Prompt A: Copy the part of the coal case text that begins at the words "The charge of" and stops after "of anthracite coal.".
Prompt B: Rewrite the paragraph of the coal case text that begins "Its board of directors includes the presidents" as a short bulleted list that keeps its main facts.
Prompt C: Continue the coal case text from the point where it stops.

Text passage:
===============

Its board of directors includes the presidents of the defendant carriers, who also are the presidents of the defendant coal companies, and these defendant companies absolutely dominate its affairs. The Temple Company also owns and dominates the great collieries obtained from Simpson & Watkins. Its board of directors, composed, as it is, of men representing the defendants, supplies time, place, and occasion for the expression of plans or combinations requiring or inviting concert of action. Though as a board it may not dictate the activities of [226 U.S. 324, 354] the owning corporations, still, in view of the relation of the Temple Company to the defendant carriers and their respective coalmining companies, and of the constitution of its directors, the attitude of its board, as indicated by the proceedings spread upon the corporate minutes, is of significance upon the question of the existence of any concerted purpose to unite the activities of its corporate owners to suppress competition. There are to be found on the minutes of the Temple Company a number of entries which point strongly to combinations between the defendants. Thus, on June 27, 1899, a committee was appointed to consider the establishment of a statistical bureau, 'to keep a record of all matters of interest to the anthracite companies.' What resulted does not appear from any further minutes. On July 2, 1901, a resolution in these words was adopted:
By 'outside shippers' the witness says was meant 'independent operators,' who shipped their own coal. The witness by whom this action was proved says that he never saw the report and does not know that any was made by the committee. It is true that Mr. Baer, the president of the Temple Company, denied that the Temple Company had or undertook to exercise any power in respect of carrier rates, or in fixing prices of coal. He says that the minute entries referred to above are matters 'interjected by somebody,' under a misconception of the powers and duties of the directors of that company, and came to nothing. That he shortly took the presidency himself, and that the Temple Company 'has been run as the most harmless mining company in the state of Pennsylvania,' and has had nothing to do with the [226 U.S. 324, 355] price of coal or with rates for transportation. But this disclaimer of power does not detract from the significance of the minutes of the board referred to as evidence bearing upon the question of the relation of the several defendants to each other.
We are in entire accord with the view of the court below in holding that the transaction involved a concerted scheme and combination for the purpose of restraining commerce among the states, in plain violation of the act of Congress of July 2, 1890. 3. We come now to the 65 per cent contracts.
The charge of the petition in respect of these contracts is substantially this:
a. That the defendant carriers possessed a substantial monopoly of all of the means of transportation between the coal region and tide water.
b. That they directly or indirectly, through their controlled coal companies, produced about 75 per cent of the annual supply of anthracite coal.
c. That 20 per cent or more of the annual supply was produced by independent operators, whose collieries were located contiguous to the carrier lines of the defendant companies.
d. This being the situation, it is charged, that for the purpose of preventing the output of these independent producers 'from being sold throughout the several states in competition with the output from their own mines, or of the mines of their subsidiary coal companies, the said defendant carriers, having almost a complete monopoly of the means of transportation between the anthracite mines and tide water, entered into and now maintain an agreement, combination, or conspiracy to use their power as said carriers to obtain control of the sale and disposition of the aforesaid output of the independent mines in the markets of the several states, particularly [226 U.S. 324, 356] at the great distributing market at New York harbor, in violation of the aforesaid act of July 2, 1890.'
It is further averred:
e. That prior to 1900 the defendants 'severally made' a large number of short-term contracts for the purchase of the coal of independent operators 'along their respective lines,' prices ranging from 55 to 60 per cent of the average price at tide water.

===============

Data provided:
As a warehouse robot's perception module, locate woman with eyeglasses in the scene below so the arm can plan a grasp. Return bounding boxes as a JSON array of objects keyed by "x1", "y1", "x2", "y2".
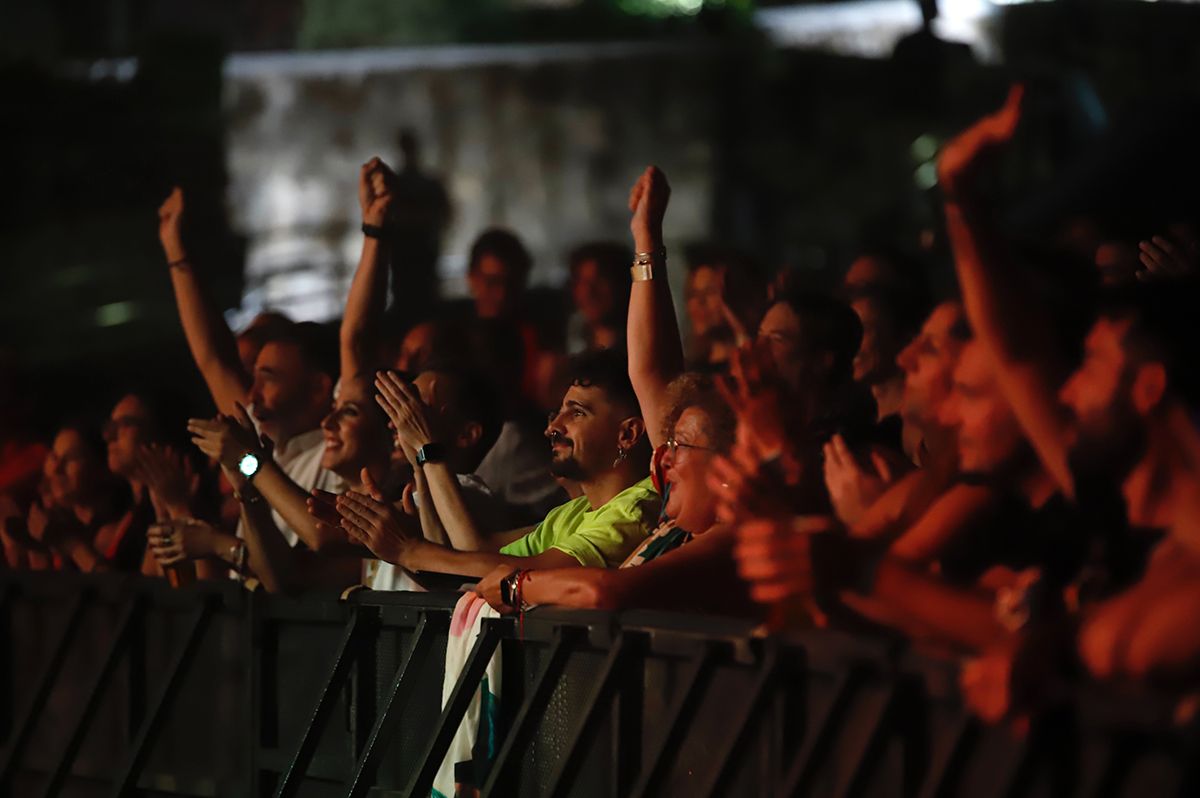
[{"x1": 476, "y1": 167, "x2": 756, "y2": 614}]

===============

Written response A:
The charge of the petition in respect of these contracts is substantially this:
a. That the defendant carriers possessed a substantial monopoly of all of the means of transportation between the coal region and tide water.
b. That they directly or indirectly, through their controlled coal companies, produced about 75 per cent of the annual supply of anthracite coal.

Written response B:
- The board includes the presidents of the defendant carriers, who also head the defendant coal companies. These companies fully dominate its affairs.
- The Temple Company owns and dominates the great collieries obtained from Simpson & Watkins.
- The board is made up of men representing the defendants. It gives them time, place, and occasion to voice plans or combinations that call for concerted action.
- The board may not dictate what the owning corporations do. Even so, its attitude, shown in its minutes, bears on whether its owners had a concerted purpose to suppress competition.
- Several entries in the Temple Company minutes point strongly to combinations between the defendants.
- On June 27, 1899, a committee was appointed to consider setting up a statistical bureau "to keep a record of all matters of interest to the anthracite companies." No later minutes show what came of it.
- On July 2, 1901, a resolution was adopted.

Written response C:
That upon the termination of these contracts the defendants, 'in pursuance of a previous agreement between themselves, severally offered to make, and did make and conclude with nearly all of the independent operators along their lines, new contracts containing substantially uniform provisions agreed upon beforehand by the defendant carriers in concert, some of the operators contracting with one of the defendants and some with another,' by which such operators 'severally agreed' to deliver on cars at breakers 'to one or the other of the defendant carriers, or its subsidiary coal company, all the anthracite coal thereafter mined from any of their mines now opened and operated, or which they might thereafter open and operate, deliveries to be made from time to time as called for,' etc. In consideration, the sellers were to receive for prepared sizes 65 per cent of the general average price prevailing at tide-water points at or near New York, as computed from month to month, this average price to be settled by an expert agreed upon by the parties.
It is further averred that this price was such as to enable the independent operator entering into one of these contracts to realize upon his coal from 15 to 50 cents more than he could when shipping on his own account after paying the established rates of transportation, waste and cost of selling, in competition with the coal of the defendants. That the difference was the price paid for the privilege of controlling the sale of the independent [226 U.S. 324, 357] output, 'so as to prevent it from selling in competition with the output of their own mines.'
It is then further alleged that the result of this plan, 'as was intended, was to draw, if not to force, the great body of independent operators into making the aforesaid contracts, thereby enabling the defendants to control absolutely, and until the mines are exhausted, the output of most of the independent anthracite mines, and to prevent it, as aforesaid, from being sold in competition with the output of their own mines in the markets of the several states, particularly in the great tide- water markets.'
It is obvious that the averments do not touch upon the legality of the contracts considered severally, and ask no relief upon the theory that each was a contract in restraint of trade. The theory and charge of the bill is that, by concerted action between the defendants, the independent operators were to be induced to enter singly into uniform agreements for the sale of the entire output of their several mines and any other they might thereafter acquire, excluding a negligible amount of unmarketable coal and coal for local consumption. And the further theory of the pleading is that by such concerted action and through the higher price offered, the defendants would obtain such control of independent coal as to prevent competition in the markets of other states.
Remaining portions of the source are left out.